BEGIN Record set

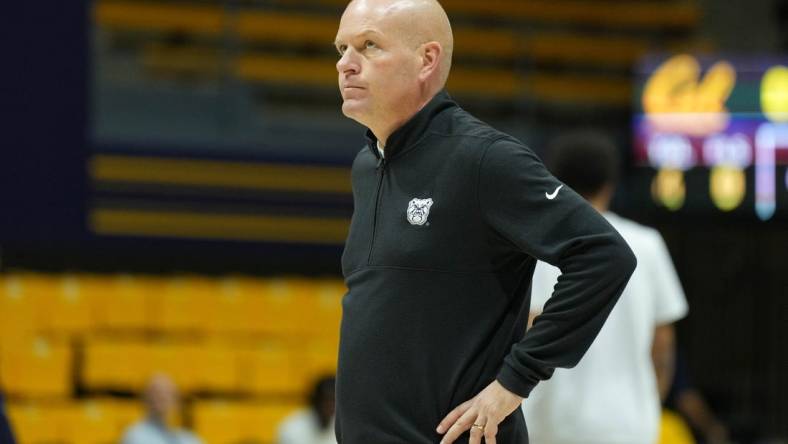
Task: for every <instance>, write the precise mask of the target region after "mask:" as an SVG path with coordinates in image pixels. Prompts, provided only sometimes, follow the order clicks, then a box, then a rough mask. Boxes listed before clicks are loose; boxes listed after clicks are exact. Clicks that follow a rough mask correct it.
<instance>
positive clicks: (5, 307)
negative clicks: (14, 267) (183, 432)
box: [0, 274, 55, 341]
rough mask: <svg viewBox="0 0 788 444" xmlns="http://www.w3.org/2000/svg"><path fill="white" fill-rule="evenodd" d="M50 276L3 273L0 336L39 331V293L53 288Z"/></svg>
mask: <svg viewBox="0 0 788 444" xmlns="http://www.w3.org/2000/svg"><path fill="white" fill-rule="evenodd" d="M54 286H55V285H54V283H53V279H52V278H49V277H46V276H42V275H32V274H4V275H2V280H0V292H1V293H0V337H2V338H3V340H4V341H5V340H7V339H16V338H20V337H24V336H31V335H34V334H36V333H38V332H40V331H41V329H42V324H43V319H42V316H41V312H42V309H41V304H40V301H39V297H40V295H41V294H42V293H46V291H45V290H44V289H46V288H54Z"/></svg>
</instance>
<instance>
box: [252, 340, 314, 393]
mask: <svg viewBox="0 0 788 444" xmlns="http://www.w3.org/2000/svg"><path fill="white" fill-rule="evenodd" d="M298 352H300V349H296V350H293V349H288V348H286V347H285V346H283V345H281V344H260V345H259V346H257V347H253V348H246V349H242V350H239V352H238V353H239V365H240V369H239V370H240V374H241V382H240V386H241V390H242V391H244V392H246V393H251V394H254V395H260V396H268V395H282V394H284V395H294V394H299V393H302V392H303V390H304V387H305V386H306V380H305V379H304V374H305V368H306V363H305V362H304V361H303V360H301V361H300V362H299V360H298V359H297V358H296V357H295V356H294V354H295V353H298ZM299 364H301V365H300V366H299Z"/></svg>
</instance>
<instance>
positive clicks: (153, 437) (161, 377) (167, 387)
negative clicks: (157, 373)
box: [122, 374, 200, 444]
mask: <svg viewBox="0 0 788 444" xmlns="http://www.w3.org/2000/svg"><path fill="white" fill-rule="evenodd" d="M145 404H146V406H147V408H148V412H147V418H145V420H143V421H141V422H139V423H137V424H135V425H133V426H131V427H130V428H129V430H127V431H126V434H125V435H124V436H123V440H122V442H123V444H200V440H199V439H198V438H197V437H196V436H194V435H192V434H191V433H189V432H187V431H184V430H180V429H177V428H173V427H171V426H170V424H169V421H168V419H169V418H170V417H171V415H172V414H173V413H174V412H175V411H177V409H178V390H177V389H176V388H175V384H174V383H173V382H172V380H170V378H169V377H167V376H166V375H162V374H159V375H155V376H153V377H152V378H151V380H150V382H149V383H148V386H147V388H146V389H145Z"/></svg>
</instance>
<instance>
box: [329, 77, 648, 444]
mask: <svg viewBox="0 0 788 444" xmlns="http://www.w3.org/2000/svg"><path fill="white" fill-rule="evenodd" d="M367 139H368V140H367V146H366V147H364V148H363V149H362V150H361V151H360V152H359V154H358V155H357V157H356V159H355V160H354V162H353V168H352V182H353V201H354V213H353V218H352V222H351V226H350V232H349V235H348V239H347V243H346V245H345V250H344V253H343V255H342V271H343V274H344V276H345V282H346V284H347V287H348V293H347V295H345V297H344V300H343V318H342V327H341V336H340V351H339V368H338V372H337V392H336V397H337V398H336V402H337V411H336V431H337V438H338V440H339V442H340V443H341V444H427V443H437V442H439V441H440V438H441V436H440V435H438V434H437V433H436V432H435V428H436V427H437V425H438V423H439V422H440V421H441V420H442V419H443V417H444V416H446V415H447V414H448V413H449V412H450V411H451V410H452V409H453V408H455V407H456V406H457V405H459V404H460V403H462V402H464V401H467V400H469V399H471V398H472V397H474V396H476V395H477V394H478V393H479V392H480V391H481V390H482V389H484V388H485V387H486V386H487V385H489V384H490V383H491V382H493V380H495V379H497V380H498V381H499V382H500V383H501V384H502V385H503V386H504V387H505V388H506V389H508V390H510V391H511V392H513V393H516V394H518V395H520V396H522V397H527V396H528V394H529V393H530V391H531V390H532V389H533V387H534V386H535V385H536V384H537V383H538V382H539V381H541V380H544V379H548V378H549V377H550V376H551V375H552V373H553V369H554V368H556V367H572V366H574V365H575V364H577V362H578V361H579V360H580V358H581V357H582V355H583V354H584V353H585V351H586V350H587V349H588V347H589V346H590V345H591V342H592V341H593V340H594V338H595V337H596V335H597V333H598V332H599V330H600V328H601V327H602V324H603V323H604V321H605V319H606V318H607V316H608V314H609V313H610V310H611V309H612V308H613V305H614V304H615V302H616V300H617V299H618V297H619V296H620V294H621V292H622V290H623V289H624V286H625V285H626V282H627V280H628V279H629V276H630V275H631V273H632V271H633V270H634V267H635V257H634V255H633V254H632V252H631V250H630V249H629V247H628V246H627V244H626V243H625V242H624V240H623V239H622V238H621V236H620V235H619V234H618V233H617V232H616V231H615V229H613V227H612V226H610V224H608V222H607V221H606V220H605V219H604V218H603V217H602V216H601V215H600V214H599V213H598V212H597V211H596V210H594V209H593V208H592V207H591V206H590V205H589V204H588V203H587V202H586V201H585V200H584V199H583V198H582V197H580V196H579V195H578V194H577V193H575V192H574V191H572V190H571V189H570V188H569V187H566V186H564V185H563V184H561V182H559V181H558V180H557V179H556V178H554V177H553V176H552V175H551V174H550V173H548V172H547V170H546V169H545V167H544V166H543V164H542V163H541V162H540V161H539V159H538V158H537V156H536V155H535V154H534V153H533V152H532V151H531V150H530V149H529V148H527V147H526V146H524V145H523V144H522V143H520V142H519V141H518V140H516V139H514V138H513V137H511V136H508V135H506V134H504V133H501V132H499V131H497V130H495V129H493V128H491V127H489V126H488V125H486V124H484V123H483V122H481V121H479V120H477V119H475V118H474V117H473V116H471V115H470V114H468V113H467V112H465V111H464V110H462V109H461V108H460V107H459V106H458V105H457V104H456V103H455V102H453V101H452V100H451V98H450V97H449V96H448V94H446V93H445V92H441V93H439V94H438V95H436V96H435V97H434V98H433V99H432V100H431V101H430V102H429V103H428V104H427V105H426V106H425V107H424V108H423V109H422V110H420V111H419V112H418V113H417V114H416V115H415V116H414V117H413V118H411V119H410V120H409V121H408V122H407V123H406V124H405V125H404V126H402V127H401V128H400V129H398V130H397V131H395V132H394V133H393V134H392V135H391V136H390V137H389V139H388V140H387V143H386V147H385V158H384V157H381V156H380V154H379V153H378V150H377V140H376V139H375V137H374V135H372V133H371V132H367ZM537 259H541V260H544V261H545V262H548V263H550V264H554V265H556V266H557V267H559V268H560V269H561V270H562V272H563V274H562V275H561V278H560V279H559V281H558V284H557V285H556V287H555V291H554V294H553V296H552V297H551V299H550V300H549V301H548V302H547V304H546V305H545V308H544V311H543V313H542V315H541V316H539V317H538V318H537V319H536V321H535V322H534V326H533V328H532V329H531V330H529V331H528V334H527V335H526V334H525V330H526V323H527V319H528V307H529V302H530V286H531V278H532V275H533V270H534V266H535V263H536V260H537ZM526 402H527V401H526ZM467 439H468V434H467V433H466V434H465V435H464V436H463V437H462V438H461V439H460V441H458V442H467ZM497 441H498V443H500V444H521V443H527V442H528V438H527V431H526V427H525V422H524V420H523V416H522V413H521V410H520V409H518V410H516V411H515V412H514V413H513V414H512V415H510V416H509V417H508V418H507V419H506V420H504V422H503V423H501V424H500V426H499V431H498V439H497Z"/></svg>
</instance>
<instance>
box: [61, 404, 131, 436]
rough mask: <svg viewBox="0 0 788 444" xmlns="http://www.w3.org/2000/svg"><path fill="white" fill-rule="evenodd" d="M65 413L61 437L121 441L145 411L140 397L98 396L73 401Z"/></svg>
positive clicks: (61, 427)
mask: <svg viewBox="0 0 788 444" xmlns="http://www.w3.org/2000/svg"><path fill="white" fill-rule="evenodd" d="M63 414H64V419H65V421H63V422H62V423H61V426H60V430H61V438H63V439H65V440H66V441H68V442H70V443H73V444H77V443H79V444H109V443H114V442H118V438H119V437H120V436H122V434H123V431H124V430H125V429H126V428H127V427H128V426H129V425H131V424H132V423H133V422H135V421H137V420H139V419H140V418H142V416H143V415H144V412H143V407H142V404H141V403H140V402H137V401H131V400H129V401H120V400H113V399H96V400H86V401H77V402H73V403H70V404H68V405H67V406H66V407H65V408H64V412H63Z"/></svg>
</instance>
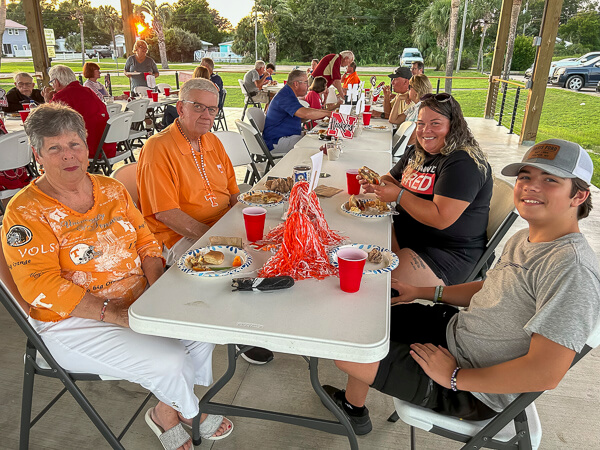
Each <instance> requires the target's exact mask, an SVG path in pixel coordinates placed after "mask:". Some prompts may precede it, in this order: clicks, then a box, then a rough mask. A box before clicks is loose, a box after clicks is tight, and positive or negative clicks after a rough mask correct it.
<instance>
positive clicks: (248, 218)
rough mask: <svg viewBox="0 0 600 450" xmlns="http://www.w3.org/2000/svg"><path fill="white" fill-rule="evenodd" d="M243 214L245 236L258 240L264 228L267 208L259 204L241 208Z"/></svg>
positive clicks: (259, 240)
mask: <svg viewBox="0 0 600 450" xmlns="http://www.w3.org/2000/svg"><path fill="white" fill-rule="evenodd" d="M242 213H243V214H244V225H245V226H246V237H247V238H248V240H249V241H251V242H254V241H260V240H261V239H262V237H263V230H264V228H265V218H266V216H267V210H266V209H265V208H261V207H260V206H252V207H250V208H244V209H243V210H242Z"/></svg>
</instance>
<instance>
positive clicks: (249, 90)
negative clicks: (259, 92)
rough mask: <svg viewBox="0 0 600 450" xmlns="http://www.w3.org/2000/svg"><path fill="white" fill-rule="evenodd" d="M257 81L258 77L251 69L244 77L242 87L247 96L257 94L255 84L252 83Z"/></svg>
mask: <svg viewBox="0 0 600 450" xmlns="http://www.w3.org/2000/svg"><path fill="white" fill-rule="evenodd" d="M258 80H260V75H259V74H258V71H257V70H256V69H252V70H251V71H249V72H248V73H246V75H244V86H245V87H246V91H247V92H248V94H250V95H254V94H256V93H257V92H258V89H257V88H256V84H254V82H255V81H258Z"/></svg>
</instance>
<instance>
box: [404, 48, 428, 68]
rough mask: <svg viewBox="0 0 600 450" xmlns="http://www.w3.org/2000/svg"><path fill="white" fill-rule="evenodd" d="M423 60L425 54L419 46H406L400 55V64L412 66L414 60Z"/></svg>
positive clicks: (415, 60) (421, 60)
mask: <svg viewBox="0 0 600 450" xmlns="http://www.w3.org/2000/svg"><path fill="white" fill-rule="evenodd" d="M417 61H420V62H423V55H421V52H420V51H419V49H418V48H405V49H404V50H402V54H401V55H400V66H405V67H410V66H411V65H412V63H414V62H417Z"/></svg>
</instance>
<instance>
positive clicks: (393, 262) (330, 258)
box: [327, 244, 399, 275]
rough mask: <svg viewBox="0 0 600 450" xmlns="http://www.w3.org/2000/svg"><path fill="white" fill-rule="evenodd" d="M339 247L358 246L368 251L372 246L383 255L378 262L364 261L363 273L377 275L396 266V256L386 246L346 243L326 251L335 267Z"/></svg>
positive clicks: (397, 266) (373, 247)
mask: <svg viewBox="0 0 600 450" xmlns="http://www.w3.org/2000/svg"><path fill="white" fill-rule="evenodd" d="M341 248H358V249H360V250H364V251H365V252H367V253H369V252H370V251H371V250H373V249H374V248H376V249H378V250H379V251H380V252H381V254H382V255H383V260H382V261H381V262H380V263H379V264H375V263H372V262H369V261H367V262H365V268H364V269H363V274H364V275H378V274H380V273H386V272H391V271H392V270H394V269H395V268H396V267H398V263H399V261H398V257H397V256H396V254H395V253H394V252H392V251H391V250H388V249H387V248H383V247H380V246H378V245H371V244H348V245H340V246H339V247H335V248H334V249H332V250H330V251H329V252H328V253H327V256H329V261H331V264H332V265H333V266H335V267H337V266H338V262H337V252H338V250H339V249H341Z"/></svg>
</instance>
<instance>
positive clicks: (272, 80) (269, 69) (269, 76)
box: [265, 63, 277, 84]
mask: <svg viewBox="0 0 600 450" xmlns="http://www.w3.org/2000/svg"><path fill="white" fill-rule="evenodd" d="M266 67H267V68H266V70H267V73H268V75H267V78H265V80H267V82H268V83H269V84H277V81H275V80H274V79H273V75H274V74H275V64H273V63H269V64H267V66H266Z"/></svg>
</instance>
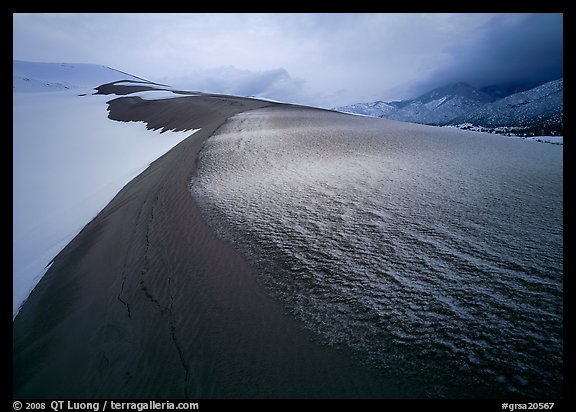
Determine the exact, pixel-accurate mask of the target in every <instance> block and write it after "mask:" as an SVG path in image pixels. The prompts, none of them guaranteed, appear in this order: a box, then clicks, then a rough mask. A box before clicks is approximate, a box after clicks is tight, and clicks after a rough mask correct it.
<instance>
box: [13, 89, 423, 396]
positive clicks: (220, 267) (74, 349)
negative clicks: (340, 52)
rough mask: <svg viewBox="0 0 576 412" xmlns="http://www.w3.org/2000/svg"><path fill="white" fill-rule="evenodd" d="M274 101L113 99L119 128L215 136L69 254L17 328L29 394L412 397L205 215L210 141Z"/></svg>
mask: <svg viewBox="0 0 576 412" xmlns="http://www.w3.org/2000/svg"><path fill="white" fill-rule="evenodd" d="M110 87H113V86H110ZM270 105H273V103H269V102H260V101H257V100H250V99H241V98H236V97H226V96H213V95H203V96H194V97H183V98H178V99H169V100H161V101H146V100H142V99H140V98H136V97H122V98H118V99H115V100H113V101H112V102H111V103H110V110H111V113H110V117H111V118H112V119H116V120H123V121H146V122H147V124H148V127H149V128H155V129H156V128H164V129H175V130H185V129H193V128H202V130H201V131H199V132H197V133H195V134H194V135H192V136H191V137H189V138H188V139H186V140H184V141H183V142H181V143H180V144H178V145H177V146H175V147H174V148H173V149H172V150H170V151H169V152H168V153H167V154H165V155H164V156H162V157H161V158H159V159H158V160H157V161H155V162H154V163H153V164H152V165H151V166H150V167H149V168H148V169H146V170H145V171H144V172H143V173H142V174H141V175H139V176H138V177H137V178H135V179H134V180H133V181H132V182H131V183H129V184H128V185H127V186H125V187H124V189H123V190H122V191H121V192H120V193H119V194H118V195H117V196H116V197H115V198H114V199H113V200H112V201H111V202H110V204H108V206H107V207H106V208H104V209H103V210H102V211H101V212H100V213H99V214H98V216H96V218H95V219H94V220H93V221H92V222H90V223H89V224H88V225H87V226H86V227H85V228H84V229H83V230H82V231H81V232H80V234H79V235H78V236H77V237H76V238H75V239H74V240H73V241H72V242H71V243H70V244H69V245H68V246H67V247H66V248H64V250H63V251H62V252H61V253H60V254H59V255H58V256H56V258H55V259H54V261H53V264H52V266H51V267H50V269H49V270H48V272H47V273H46V275H45V276H44V278H43V279H42V280H41V281H40V282H39V284H38V285H37V287H36V288H35V289H34V291H33V292H32V294H31V295H30V297H29V298H28V300H27V302H26V303H25V304H24V306H23V307H22V309H21V310H20V313H19V314H18V316H17V317H16V319H15V321H14V324H13V332H14V340H13V344H14V349H13V360H14V397H15V398H62V397H63V398H134V397H136V398H155V399H157V398H193V399H198V398H285V397H398V396H403V394H406V393H408V392H407V391H405V390H402V388H397V387H395V384H394V383H393V382H390V381H389V379H387V378H386V376H385V374H378V373H376V372H373V371H369V370H366V369H364V368H363V367H361V366H359V365H358V364H357V363H356V362H355V361H354V360H353V358H352V357H351V355H350V354H349V353H348V352H345V351H343V350H336V349H333V348H330V347H325V346H322V345H320V344H318V343H316V342H315V340H314V336H312V335H311V334H310V333H309V332H307V331H306V330H304V329H303V328H302V327H301V326H300V325H299V324H297V323H296V322H295V321H294V320H293V319H292V318H291V317H290V316H289V315H287V314H285V313H284V309H283V307H282V306H281V305H280V304H279V303H277V302H276V301H275V300H273V299H271V298H270V297H269V295H268V294H267V293H266V290H265V288H264V287H263V286H262V285H261V284H260V283H259V281H258V278H257V277H256V274H255V272H254V270H253V268H251V267H250V266H249V265H248V264H247V263H246V262H245V260H244V259H243V258H242V256H241V255H239V254H238V253H237V252H235V251H234V249H232V248H231V246H230V245H229V244H227V243H226V242H224V241H222V240H220V239H219V238H217V237H216V235H215V234H214V233H213V231H212V229H211V228H210V227H209V226H208V225H207V224H206V223H205V222H204V221H203V220H202V218H201V215H200V211H199V209H198V207H197V205H196V204H195V202H194V200H193V198H192V196H191V194H190V192H189V190H188V185H189V182H190V179H191V176H192V175H193V173H194V172H195V168H196V157H197V154H198V152H199V150H200V148H201V147H202V145H203V142H204V141H205V140H206V139H207V138H208V137H210V136H211V135H212V134H213V133H214V132H215V131H216V130H217V129H218V127H219V126H221V125H222V124H223V123H224V122H225V121H226V119H227V118H228V117H229V116H231V115H233V114H236V113H239V112H243V111H247V110H251V109H255V108H260V107H264V106H270ZM319 113H320V112H319ZM410 393H411V396H419V393H418V389H417V388H412V389H411V391H410Z"/></svg>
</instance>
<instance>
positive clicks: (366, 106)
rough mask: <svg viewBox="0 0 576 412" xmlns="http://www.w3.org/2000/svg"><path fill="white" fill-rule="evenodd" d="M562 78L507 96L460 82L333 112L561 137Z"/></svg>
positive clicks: (553, 80)
mask: <svg viewBox="0 0 576 412" xmlns="http://www.w3.org/2000/svg"><path fill="white" fill-rule="evenodd" d="M563 87H564V81H563V78H560V79H557V80H553V81H550V82H547V83H544V84H541V85H538V86H536V87H534V88H531V89H529V90H524V91H520V92H516V93H512V94H506V92H505V91H504V90H500V89H498V88H496V87H492V88H484V89H477V88H475V87H473V86H471V85H469V84H467V83H463V82H459V83H453V84H450V85H446V86H443V87H439V88H436V89H434V90H432V91H430V92H428V93H425V94H423V95H421V96H419V97H417V98H415V99H410V100H402V101H393V102H384V101H375V102H371V103H356V104H352V105H349V106H343V107H338V108H336V109H335V110H337V111H340V112H346V113H354V114H361V115H367V116H373V117H381V118H386V119H392V120H399V121H404V122H412V123H421V124H429V125H434V126H455V127H459V128H462V129H473V130H481V131H487V132H492V133H503V134H515V135H521V136H534V135H552V136H554V135H562V134H563V114H564V105H563Z"/></svg>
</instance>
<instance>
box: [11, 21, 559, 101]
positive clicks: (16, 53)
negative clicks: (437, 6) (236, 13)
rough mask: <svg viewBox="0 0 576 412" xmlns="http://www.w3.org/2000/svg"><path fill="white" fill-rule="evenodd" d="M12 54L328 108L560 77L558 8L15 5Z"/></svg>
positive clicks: (218, 89) (13, 55)
mask: <svg viewBox="0 0 576 412" xmlns="http://www.w3.org/2000/svg"><path fill="white" fill-rule="evenodd" d="M13 26H14V27H13V57H14V58H15V59H20V60H29V61H44V62H67V63H97V64H103V65H107V66H110V67H113V68H115V69H118V70H122V71H125V72H128V73H131V74H134V75H136V76H139V77H144V78H147V79H149V80H152V81H157V82H161V83H167V84H171V85H173V86H175V87H182V88H188V89H191V90H203V91H209V92H216V93H230V94H239V95H254V96H259V97H266V98H271V99H276V100H283V101H287V102H292V103H300V104H309V105H317V106H323V107H334V106H339V105H344V104H350V103H355V102H366V101H373V100H378V99H381V100H394V99H404V98H410V97H415V96H416V95H417V94H419V93H422V92H425V91H427V90H429V89H430V88H432V87H436V86H440V85H444V84H447V83H451V82H456V81H466V82H469V83H471V84H473V85H475V86H479V87H482V86H486V85H492V84H499V83H514V82H516V83H526V82H543V81H547V80H552V79H554V78H558V77H561V76H562V73H563V72H562V64H563V43H562V34H563V15H562V14H486V13H481V14H470V13H462V14H461V13H456V14H446V13H441V14H436V13H424V14H418V13H409V14H356V13H348V14H347V13H343V14H329V13H328V14H230V13H228V14H140V13H137V14H129V13H124V14H14V15H13Z"/></svg>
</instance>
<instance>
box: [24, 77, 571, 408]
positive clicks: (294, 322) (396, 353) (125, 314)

END Record set

Reproduce the data above line for line, from its first line through the line containing "box: [0, 274, 55, 341]", both ends included, with the pictures omitted and nothing more.

The answer:
Task: for every <instance>, write the precise mask of the target region after "mask:" as an SVG path with coordinates in image pixels. Prompts, provided only sometimes, follow the order clicks, then a box, then a rough mask. Boxes listed before clicks are loose; boxes listed after clicks are exact. Clicks that follow a rough mask correct it.
<instance>
positive clicks: (5, 307)
negative clicks: (14, 267) (183, 432)
box: [0, 274, 55, 341]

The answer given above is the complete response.